Convert the entries below into a two-column CSV with the header "request,answer" and one row per entry. Put each entry's full text and its answer in one double-quoted field each, replace line breaks with spaces, and omit the pictures.

============

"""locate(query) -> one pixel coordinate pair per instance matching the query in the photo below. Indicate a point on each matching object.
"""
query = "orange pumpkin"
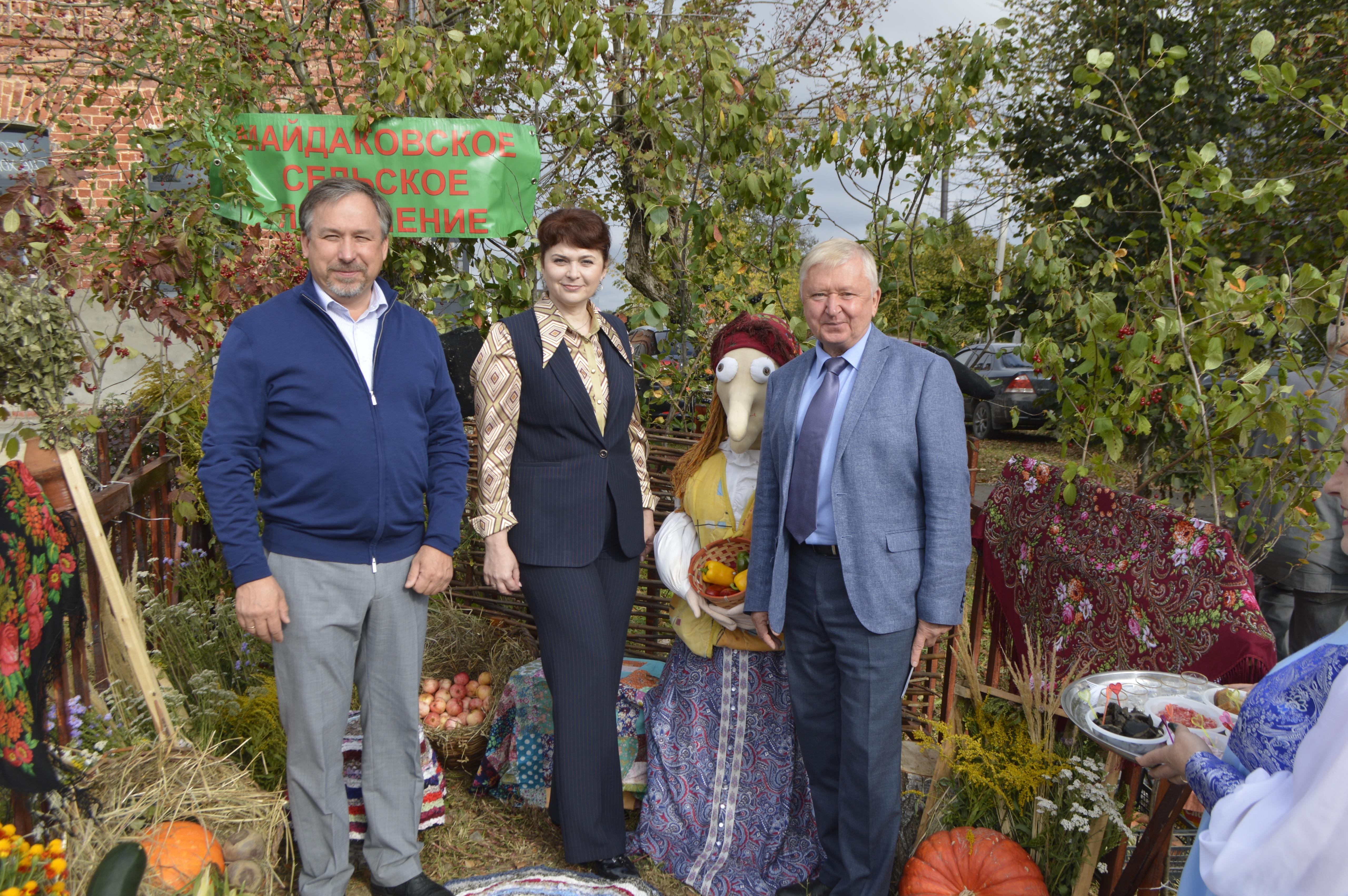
(177, 852)
(971, 862)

============

▸ Exercise output:
request,answer
"""""""locate(query) -> one pixel coordinate pair per instance matching the query in the photo below. Indicate a point on each matching object. """""" query = ""orange pumpkin""","(177, 852) (971, 862)"